TEXTO DO DOCUMENTO:
● ● ● ● ●

Constitui jurisprudência consolidada deste Tribunal Constitucional que o apontado requisito só se pode considerar preenchido se a questão de constitucionalidade tiver sido suscitada antes de o tribunal recorrido ter proferido a decisão final, pois com a prolação desta decisão se esgota, em princípio, o seu poder jurisdicional. Por isso, tem sido uniformemente entendido que, proferida a decisão final, a arguição da sua nulidade ou o pedido da sua aclaração, rectificação ou reforma não constituem já meio adequado de suscitar a questão de constitucionalidade, pois a eventual aplicação de uma norma inconstitucional não constitui erro material, não é causa de nulidade da decisão judicial, não a torna obscura ou ambígua, nem envolve
'lapso manifesto' do juiz quer na determinação da norma aplicável, quer na qualificação jurídica dos factos, nem desconsideração de elementos constantes do processo que implicassem necessariamente, só por si, decisão diversa da proferida. E também, por maioria de razão, não constitui meio adequado de suscitar a questão de constitucionalidade a sua invocação, pela primeira vez, no requerimento de interposição do recurso de constitucionalidade ou nas respectivas alegações.
Só assim não será nas situações especiais em que, por força de uma norma legal específica, o poder jurisdicional se não esgota com a prolação da decisão recorrida, ou naquelas situações, de todo excepcionais ou anómalas, em que o recorrente não dispôs de oportunidade processual para suscitar a questão de constitucionalidade antes de proferida a decisão recorrida ou que, tendo essa oportunidade, não lhe era exigível que suscitasse então a questão de constitucionalidade.

● ● ● ● ●

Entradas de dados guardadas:

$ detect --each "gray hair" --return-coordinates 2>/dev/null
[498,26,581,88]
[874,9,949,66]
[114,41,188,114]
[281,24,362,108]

● ● ● ● ●

OBJETIVO DO EXERCÍCIO:
Segundo o texto sobre a suscitação da questão de constitucionalidade, até quando tem essa questão de ser suscitada para o requisito se considerar preenchido? Responda numa frase, por favor.

RESPOSTA COMPLETA:
Tem de ser suscitada antes de o tribunal recorrido ter proferido a decisão final.